___ Passage provided ___

The Centers for Medicare and Medicaid Services cited concerns about the availability of short-term inpatient psychiatric care and the potential for delayed treatment in a recent proposal to allow limited billing for adults in IMDs through managed care organizations that administer Medicaid benefits.
The top Democrat on House Energy and Commerce, Frank Pallone Jr. of New Jersey, added language essentially codifying the CMS plan to Murphy’s bill at the subcommittee markup. Pallone’s move could potentially conflict with Murphy’s more liberal Medicaid billing change; Murphy doesn’t think the rule fully addresses existing mental health needs.
Treatment Alternatives
Some mental health groups maintain that the IMD billing prohibition has helped encourage community mental health services and avoided unnecessary institutionalization. They also say there are alternatives to hospitalization that, in some cases, allow professionals to intervene in crisis situations in smaller, community-based settings.
Jennifer Mathis, deputy legal director for the Judge David L. Bazelon Center for Mental Health Law in Washington, D.C., acknowledged a lack of institutional psychiatric beds in some circumstances, but said the solution is to expand community services that prevent people from having to go to the hospital in the first place. She said there aren’t enough of those services available because public health systems are cash-strapped.
“If you just keep focusing on building more hospitals, you will guarantee there aren’t enough community services because it’s a finite pool of money,” Mathis said. “It’s going to come out of community services, so then you draw systems further and further backward.”

___ Provided material ___

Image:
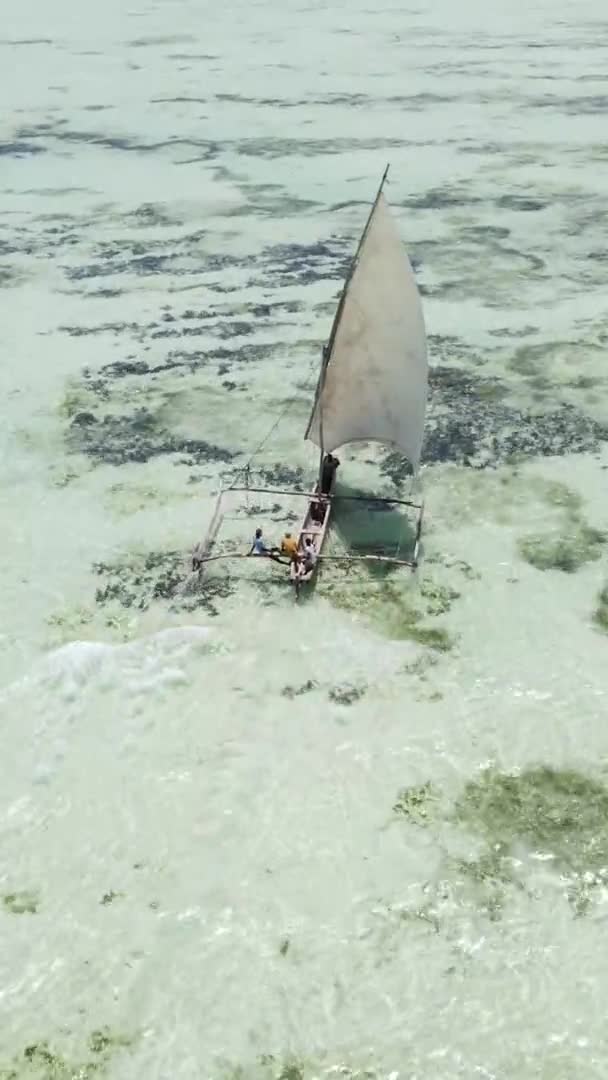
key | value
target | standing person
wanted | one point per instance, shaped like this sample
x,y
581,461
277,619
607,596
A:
x,y
328,473
309,557
258,547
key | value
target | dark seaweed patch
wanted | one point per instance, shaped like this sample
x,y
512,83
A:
x,y
306,264
281,474
519,202
346,694
558,811
467,426
135,436
140,580
19,149
296,691
441,199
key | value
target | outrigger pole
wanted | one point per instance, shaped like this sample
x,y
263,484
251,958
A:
x,y
314,495
330,558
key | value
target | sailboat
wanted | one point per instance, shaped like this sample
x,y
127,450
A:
x,y
373,383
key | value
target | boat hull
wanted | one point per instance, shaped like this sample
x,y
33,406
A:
x,y
319,507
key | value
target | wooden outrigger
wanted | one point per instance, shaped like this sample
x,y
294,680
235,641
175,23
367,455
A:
x,y
372,387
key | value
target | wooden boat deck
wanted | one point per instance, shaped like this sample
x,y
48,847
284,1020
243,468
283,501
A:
x,y
311,527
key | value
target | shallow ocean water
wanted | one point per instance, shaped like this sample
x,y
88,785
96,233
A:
x,y
238,837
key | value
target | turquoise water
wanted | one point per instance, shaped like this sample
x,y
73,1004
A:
x,y
242,838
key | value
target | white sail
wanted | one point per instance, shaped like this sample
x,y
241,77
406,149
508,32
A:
x,y
374,382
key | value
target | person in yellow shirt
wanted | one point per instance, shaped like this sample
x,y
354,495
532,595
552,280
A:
x,y
289,545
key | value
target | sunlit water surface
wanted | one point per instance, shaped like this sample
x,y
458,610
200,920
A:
x,y
240,837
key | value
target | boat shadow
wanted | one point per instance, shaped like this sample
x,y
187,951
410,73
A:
x,y
369,527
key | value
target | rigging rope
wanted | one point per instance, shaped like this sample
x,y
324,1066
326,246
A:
x,y
246,468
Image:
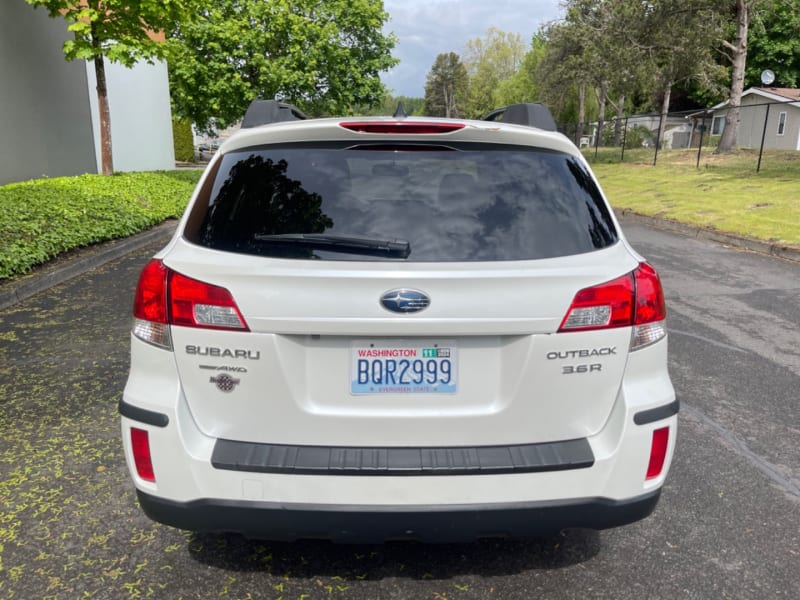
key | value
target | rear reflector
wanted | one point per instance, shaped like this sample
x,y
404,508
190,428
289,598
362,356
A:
x,y
412,127
140,445
658,452
164,298
635,299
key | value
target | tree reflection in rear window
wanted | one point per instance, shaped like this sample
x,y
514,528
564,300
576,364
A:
x,y
468,203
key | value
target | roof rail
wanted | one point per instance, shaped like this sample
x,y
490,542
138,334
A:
x,y
263,112
532,114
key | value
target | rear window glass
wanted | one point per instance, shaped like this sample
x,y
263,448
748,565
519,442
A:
x,y
407,203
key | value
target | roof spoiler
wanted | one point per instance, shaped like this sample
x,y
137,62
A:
x,y
532,114
263,112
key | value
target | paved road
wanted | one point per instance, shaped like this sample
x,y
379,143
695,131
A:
x,y
728,525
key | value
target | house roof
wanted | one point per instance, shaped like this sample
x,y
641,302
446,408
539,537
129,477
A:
x,y
769,94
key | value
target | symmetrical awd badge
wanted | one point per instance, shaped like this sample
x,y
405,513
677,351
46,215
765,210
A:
x,y
404,300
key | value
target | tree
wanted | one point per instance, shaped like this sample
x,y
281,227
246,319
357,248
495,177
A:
x,y
121,31
325,56
774,43
489,62
522,86
446,87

___

* Tasks *
A. In the passage on Medicaid psychiatric billing, what does Jennifer Mathis say is the solution to the lack of institutional psychiatric beds?
B. Resume the passage on Medicaid psychiatric billing after its last sentence.
The lines are not needed here.

* Solved problems *
A. Expanding community services that keep people from having to go to the hospital in the first place.

B.
Eric Buehlmann, deputy executive director for public policy at the National Disability Rights Network, similarly echoed concern that institutionalization with a new Medicaid funding stream will be perceived as an easier fix than implementing a comprehensive system of community-based services.
“It’s an extremely tough issue because it’s billed as the simple, easy way to solve this problem,” he said. “That’s what scares us.”
Covall of the National Association of Psychiatric Health Systems, which backs Murphy’s bill, said the IMD policy has been a symbol for deinstitutionalization, with advocates anxious not to roll back the clock. But he thinks a carefully-crafted change would be widely supported, citing “a major shift” in how people view the issue.
Parity Concerns
In addition to concerns about shortages of beds, supporters of paying the psychiatric hospitals see a disconnect between singling out IMDs for exclusion from Medicaid and a broader policy goal of ensuring parity between mental and physical health care.
“Nobody wants to go down a route to re-institutionalization,” said Gionfriddo of Mental Health America. “But no one wants to deny people to get the opportunity to get care for a chronic condition because it’s a chronic condition of the brain.”
On Capitol Hill, the IMD language in Murphy’s bill hasn’t drawn as much attention from Energy and Commerce Democrats as other pieces of the mental health overhaul; it wasn’t among the four provisions that drew opposition in an October letter to committee leaders.
But some lawmakers may see the move as premature, coming after Congress cleared legislation last month to extend a demonstration project that tests expanded Medicaid reimbursement for IMDs. Pallone submitted a statement for the record that said the demonstration extension through at least Sept. 30, 2016, aligns with the CMS proposal and is “the appropriate way to responsibly address the Medicaid IMD exclusion.”
In the Senate, Louisiana Republican Bill Cassidy and Connecticut Democrat Christopher S. Murphy included language to create an exception to the IMD policy in their mental health overhaul, which is similar to Rep. Murphy’s bill and is awaiting committee action.